>>>

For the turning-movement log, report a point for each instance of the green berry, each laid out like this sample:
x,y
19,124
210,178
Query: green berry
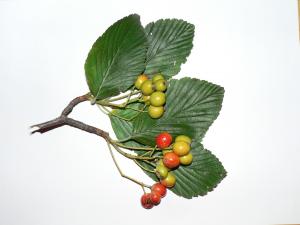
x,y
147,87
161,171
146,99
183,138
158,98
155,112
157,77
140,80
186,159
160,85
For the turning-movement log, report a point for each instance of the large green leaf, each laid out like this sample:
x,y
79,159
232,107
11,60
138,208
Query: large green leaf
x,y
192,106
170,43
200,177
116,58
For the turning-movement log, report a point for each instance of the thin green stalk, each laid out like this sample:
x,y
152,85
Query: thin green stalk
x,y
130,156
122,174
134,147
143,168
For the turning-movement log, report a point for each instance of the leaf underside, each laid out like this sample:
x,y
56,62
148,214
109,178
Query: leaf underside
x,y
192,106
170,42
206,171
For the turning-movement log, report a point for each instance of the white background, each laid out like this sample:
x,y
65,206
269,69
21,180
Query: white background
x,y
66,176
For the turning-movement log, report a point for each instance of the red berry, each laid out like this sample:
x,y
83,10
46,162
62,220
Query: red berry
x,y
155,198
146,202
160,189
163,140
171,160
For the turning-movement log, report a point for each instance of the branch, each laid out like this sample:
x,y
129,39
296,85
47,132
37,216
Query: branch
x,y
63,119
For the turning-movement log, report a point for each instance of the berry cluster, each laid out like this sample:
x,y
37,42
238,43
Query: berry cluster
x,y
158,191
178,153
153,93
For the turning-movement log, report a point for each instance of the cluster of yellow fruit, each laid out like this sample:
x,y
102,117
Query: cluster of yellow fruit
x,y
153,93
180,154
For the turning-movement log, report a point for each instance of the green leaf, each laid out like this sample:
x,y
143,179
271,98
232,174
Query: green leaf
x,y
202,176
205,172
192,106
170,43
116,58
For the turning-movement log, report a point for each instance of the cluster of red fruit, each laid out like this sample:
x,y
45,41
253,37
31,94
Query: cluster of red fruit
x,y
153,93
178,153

<<<
>>>

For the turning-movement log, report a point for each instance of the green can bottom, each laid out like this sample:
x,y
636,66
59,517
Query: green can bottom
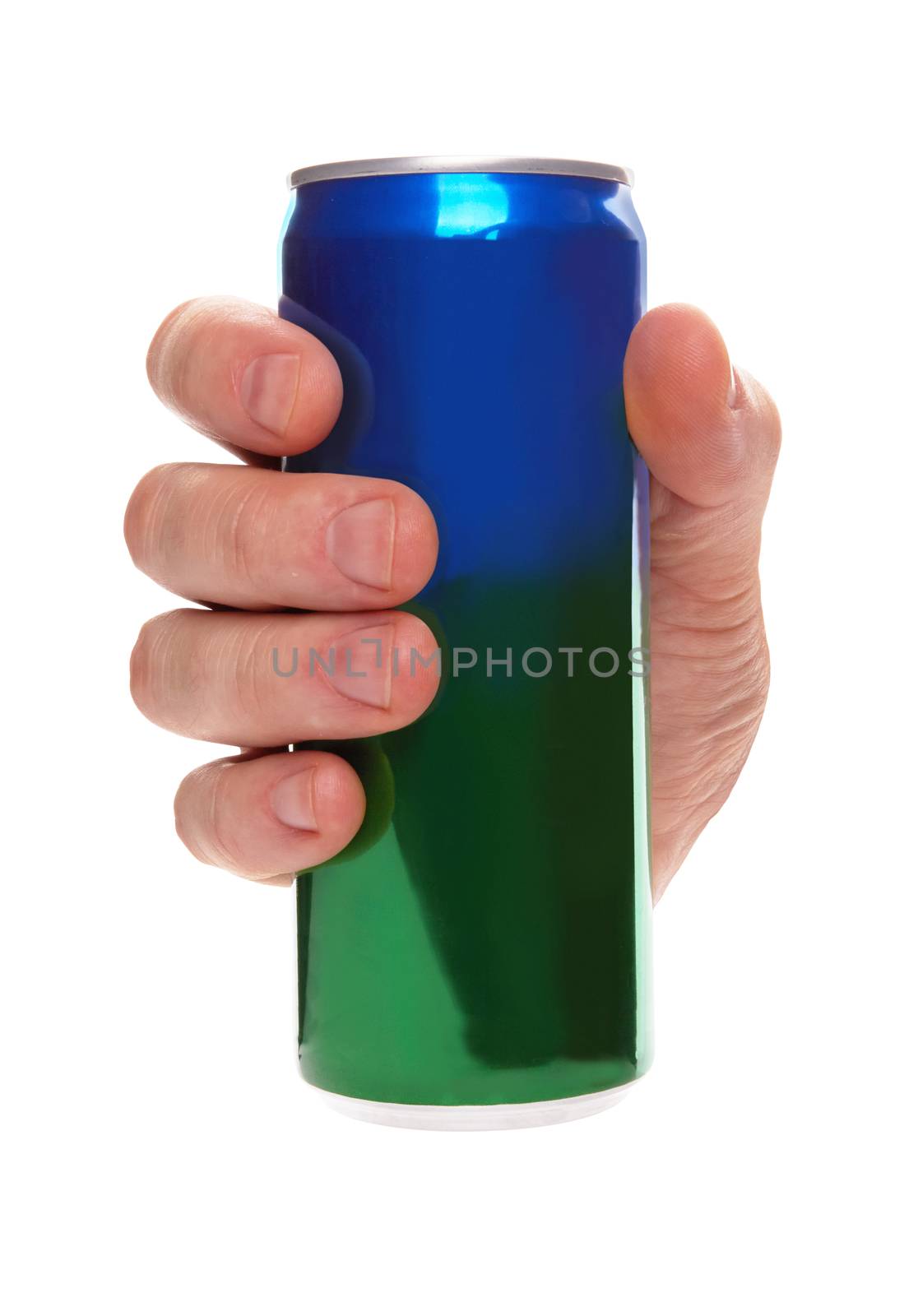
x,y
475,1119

<<<

• WHAT IS NEEDED:
Gather every line from the items above that contains the string "Query", copying each line in full.

• RESPONSE FOR THIS EXERCISE:
Query: green berry
Query: large green leaf
Query: thin green stalk
Query: leaf underside
Query: white background
Query: red berry
Query: branch
Query: berry cluster
Query: cluster of yellow fruit
Query: green leaf
Query: cluster of red fruit
Query: green can bottom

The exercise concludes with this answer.